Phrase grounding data
○ ○ ○

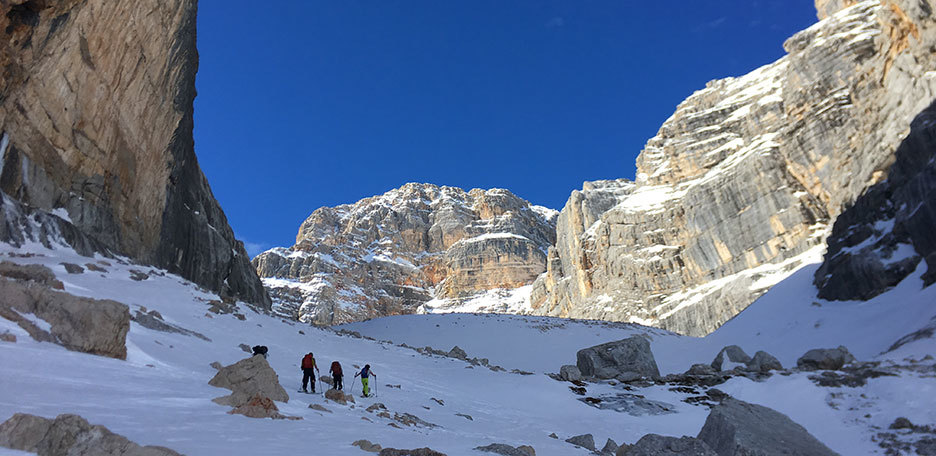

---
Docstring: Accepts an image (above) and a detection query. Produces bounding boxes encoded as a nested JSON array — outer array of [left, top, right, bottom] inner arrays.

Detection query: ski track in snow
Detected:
[[0, 242, 934, 455]]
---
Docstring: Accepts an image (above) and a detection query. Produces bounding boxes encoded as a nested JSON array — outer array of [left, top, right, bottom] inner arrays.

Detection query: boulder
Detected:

○ ○ ○

■ **Exercise directions**: Give back the line containing "Detection query: ski track in snow" and all the lines after it through the end of the records, unchanged.

■ **Exercise output**:
Detection query: ski track in snow
Detected:
[[0, 242, 934, 455]]
---
Docstring: Accepts an image (above) and a detection query. Produces bounding boxes encoded as a nested JSON array — outer array of [left, top, right, bottom] inner arrays.

Detection query: boulder
Detected:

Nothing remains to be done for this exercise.